EXERCISE:
Convert every line of the records below into a numbered list, one line per item, skipping blank lines and omitting the pictures.

DATASET ROWS:
==================================================

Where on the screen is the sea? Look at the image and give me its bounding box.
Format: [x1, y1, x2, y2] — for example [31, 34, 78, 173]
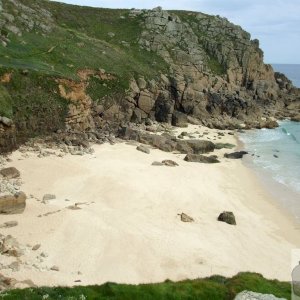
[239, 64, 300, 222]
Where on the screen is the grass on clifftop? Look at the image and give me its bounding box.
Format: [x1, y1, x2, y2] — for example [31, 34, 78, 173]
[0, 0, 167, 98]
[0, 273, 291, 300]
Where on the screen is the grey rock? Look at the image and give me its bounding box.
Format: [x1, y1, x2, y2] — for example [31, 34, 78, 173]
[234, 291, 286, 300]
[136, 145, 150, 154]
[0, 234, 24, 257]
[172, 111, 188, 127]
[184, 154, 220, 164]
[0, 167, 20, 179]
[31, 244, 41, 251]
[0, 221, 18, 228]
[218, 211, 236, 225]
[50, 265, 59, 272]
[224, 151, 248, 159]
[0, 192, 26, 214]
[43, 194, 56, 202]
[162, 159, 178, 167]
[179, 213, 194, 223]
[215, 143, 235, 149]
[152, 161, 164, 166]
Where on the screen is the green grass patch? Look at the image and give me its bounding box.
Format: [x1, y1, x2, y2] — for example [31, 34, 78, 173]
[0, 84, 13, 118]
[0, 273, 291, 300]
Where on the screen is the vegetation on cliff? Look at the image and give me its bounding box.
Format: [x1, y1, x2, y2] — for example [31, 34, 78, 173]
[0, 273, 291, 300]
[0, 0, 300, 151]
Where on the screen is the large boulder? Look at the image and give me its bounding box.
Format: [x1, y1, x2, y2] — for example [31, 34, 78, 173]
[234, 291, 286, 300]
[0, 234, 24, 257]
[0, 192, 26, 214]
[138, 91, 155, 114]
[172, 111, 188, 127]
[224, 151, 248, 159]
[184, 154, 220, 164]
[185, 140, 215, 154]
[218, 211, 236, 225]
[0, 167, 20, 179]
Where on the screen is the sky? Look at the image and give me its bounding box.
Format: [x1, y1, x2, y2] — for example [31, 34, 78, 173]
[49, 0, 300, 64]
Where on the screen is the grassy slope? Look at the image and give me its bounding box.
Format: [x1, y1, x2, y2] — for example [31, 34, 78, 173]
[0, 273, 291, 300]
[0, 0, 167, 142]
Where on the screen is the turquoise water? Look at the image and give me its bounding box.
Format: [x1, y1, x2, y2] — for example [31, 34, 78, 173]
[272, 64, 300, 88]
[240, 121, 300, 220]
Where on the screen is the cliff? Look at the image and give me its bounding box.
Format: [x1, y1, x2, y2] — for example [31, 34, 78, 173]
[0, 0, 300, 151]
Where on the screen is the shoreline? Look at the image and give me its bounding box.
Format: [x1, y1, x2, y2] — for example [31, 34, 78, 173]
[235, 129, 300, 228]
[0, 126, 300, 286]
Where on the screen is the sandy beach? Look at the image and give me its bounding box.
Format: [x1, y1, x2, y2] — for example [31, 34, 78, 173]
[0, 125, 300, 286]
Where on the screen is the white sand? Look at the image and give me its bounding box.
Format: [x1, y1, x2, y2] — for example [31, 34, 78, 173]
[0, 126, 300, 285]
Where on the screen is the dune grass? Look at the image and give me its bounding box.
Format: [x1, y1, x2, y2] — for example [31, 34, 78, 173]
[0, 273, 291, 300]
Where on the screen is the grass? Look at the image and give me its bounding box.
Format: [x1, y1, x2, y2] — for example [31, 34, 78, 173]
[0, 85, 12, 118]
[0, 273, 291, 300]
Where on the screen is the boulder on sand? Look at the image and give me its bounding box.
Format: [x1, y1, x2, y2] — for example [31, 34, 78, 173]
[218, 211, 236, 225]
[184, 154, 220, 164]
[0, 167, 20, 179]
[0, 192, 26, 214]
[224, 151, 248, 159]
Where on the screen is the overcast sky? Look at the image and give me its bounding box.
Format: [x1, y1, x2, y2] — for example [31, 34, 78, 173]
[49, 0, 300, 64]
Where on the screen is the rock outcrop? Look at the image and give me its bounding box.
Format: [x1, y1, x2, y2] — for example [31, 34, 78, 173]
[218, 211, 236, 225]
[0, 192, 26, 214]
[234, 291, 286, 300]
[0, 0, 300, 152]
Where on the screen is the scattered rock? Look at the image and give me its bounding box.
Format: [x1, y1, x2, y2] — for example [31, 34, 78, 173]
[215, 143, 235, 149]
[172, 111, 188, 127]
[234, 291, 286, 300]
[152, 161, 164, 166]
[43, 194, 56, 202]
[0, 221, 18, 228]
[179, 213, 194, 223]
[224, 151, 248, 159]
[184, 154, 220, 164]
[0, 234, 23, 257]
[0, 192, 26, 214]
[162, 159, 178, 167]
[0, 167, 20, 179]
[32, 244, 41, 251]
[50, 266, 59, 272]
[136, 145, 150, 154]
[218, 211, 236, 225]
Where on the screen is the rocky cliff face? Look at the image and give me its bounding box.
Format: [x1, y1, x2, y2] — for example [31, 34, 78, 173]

==================================================

RESULT FOR THIS EXERCISE:
1. Where on the screen is the sea? Look at the image and give me its bounding box.
2. Format: [x1, y1, x2, y2] — for example [31, 34, 78, 173]
3. [239, 64, 300, 222]
4. Where on the screen is the grass on clifftop? Look at the image and give me its bounding box.
5. Format: [x1, y1, x2, y2] — for example [31, 34, 78, 173]
6. [0, 0, 167, 98]
7. [0, 273, 291, 300]
8. Where on the screen is the grey rock? Look at the image and give me its bounding box.
9. Format: [x1, y1, x2, y2] — for example [31, 34, 78, 173]
10. [234, 291, 286, 300]
11. [136, 145, 150, 154]
12. [0, 234, 24, 257]
13. [172, 111, 188, 127]
14. [184, 154, 220, 164]
15. [0, 167, 20, 179]
16. [31, 244, 41, 251]
17. [0, 221, 18, 228]
18. [218, 211, 236, 225]
19. [50, 265, 59, 272]
20. [224, 151, 248, 159]
21. [0, 192, 26, 214]
22. [43, 194, 56, 202]
23. [162, 159, 178, 167]
24. [179, 213, 194, 223]
25. [215, 143, 235, 149]
26. [152, 161, 164, 166]
27. Where on the screen is the green grass patch? Look at the image and give me its bounding box.
28. Format: [x1, y1, x2, y2] — for example [31, 34, 78, 173]
29. [0, 84, 13, 118]
30. [0, 273, 291, 300]
31. Where on the screen is the vegetation on cliff? Look at the image and give me its bounding box.
32. Format: [x1, y1, x2, y2] — for example [31, 34, 78, 173]
33. [0, 273, 291, 300]
34. [0, 0, 300, 151]
35. Where on the screen is the large boulder? Look at the image and give me its bounding box.
36. Format: [x1, y1, x2, y2] — for example [31, 34, 78, 173]
37. [234, 291, 286, 300]
38. [0, 234, 24, 257]
39. [0, 192, 26, 214]
40. [138, 91, 155, 114]
41. [172, 111, 188, 127]
42. [224, 151, 248, 159]
43. [184, 154, 220, 164]
44. [185, 140, 215, 154]
45. [218, 211, 236, 225]
46. [0, 167, 20, 179]
47. Where on the screen is the sky? Look at the image and give me its bounding box.
48. Format: [x1, y1, x2, y2] — for example [31, 34, 78, 173]
49. [49, 0, 300, 64]
50. Where on the screen is the grassy slope? Look at the image and give me its bounding box.
51. Format: [x1, y1, x2, y2] — for example [31, 34, 78, 173]
52. [0, 273, 291, 300]
53. [0, 0, 167, 142]
54. Where on the screen is the turquoise water? Look at the image and give me its bounding box.
55. Format: [x1, y1, x2, y2] — for example [31, 34, 78, 173]
56. [272, 64, 300, 88]
57. [240, 121, 300, 220]
58. Where on the screen is the cliff? Look at the image and give me its bounding box.
59. Format: [x1, y1, x2, y2] — for example [31, 34, 78, 173]
60. [0, 0, 300, 151]
61. Where on the screen is the shoreline? Look at the image and give me its bounding box.
62. Format: [x1, y1, x2, y2] — for example [31, 34, 78, 173]
63. [235, 129, 300, 228]
64. [0, 126, 300, 286]
65. Where on the screen is the sandy beach? Look at the image and give me its bounding box.
66. Format: [x1, y1, x2, y2] — for example [31, 34, 78, 173]
67. [0, 125, 300, 286]
68. Where on the screen is the white sand? Look at the image and give me its bounding box.
69. Format: [x1, y1, x2, y2] — for example [31, 34, 78, 173]
70. [0, 126, 300, 285]
71. Where on the screen is the dune grass? Look at the image and give me its bounding box.
72. Format: [x1, y1, x2, y2] — for example [31, 34, 78, 173]
73. [0, 273, 291, 300]
74. Where on the screen is the grass? Look at the image and give me its bounding box.
75. Format: [x1, y1, x2, y2] — for example [31, 34, 78, 173]
76. [0, 85, 12, 118]
77. [0, 273, 291, 300]
78. Where on the screen is the boulder on sand? Look at the image and give me its bounding box.
79. Format: [x1, y1, x2, y2] — for example [31, 34, 78, 173]
80. [218, 211, 236, 225]
81. [184, 154, 220, 164]
82. [0, 167, 20, 179]
83. [0, 192, 26, 214]
84. [224, 151, 248, 159]
85. Where on the screen is the overcast sky? Look at the image and give me its bounding box.
86. Format: [x1, y1, x2, y2] — for example [31, 34, 78, 173]
87. [49, 0, 300, 64]
88. Where on the screen is the rock outcrop? Look at the image and give me its bounding box.
89. Format: [x1, y1, x2, y2] — for example [31, 34, 78, 173]
90. [218, 211, 236, 225]
91. [0, 192, 26, 214]
92. [234, 291, 286, 300]
93. [0, 0, 300, 152]
94. Where on the screen is the scattered rock? Look at the image and give me its bounding box.
95. Format: [x1, y1, x2, y2] — for example [31, 34, 78, 173]
96. [215, 143, 235, 149]
97. [172, 111, 188, 127]
98. [234, 291, 286, 300]
99. [152, 161, 164, 166]
100. [43, 194, 56, 202]
101. [0, 221, 18, 228]
102. [179, 213, 194, 223]
103. [224, 151, 248, 159]
104. [184, 154, 220, 164]
105. [0, 234, 23, 257]
106. [0, 192, 26, 214]
107. [162, 159, 178, 167]
108. [0, 167, 20, 179]
109. [32, 244, 41, 251]
110. [50, 266, 59, 272]
111. [136, 145, 150, 154]
112. [218, 211, 236, 225]
113. Where on the screen is the rocky cliff face? Look at the image and give me its bounding box.
114. Format: [x1, y1, x2, y2] — for example [31, 34, 78, 173]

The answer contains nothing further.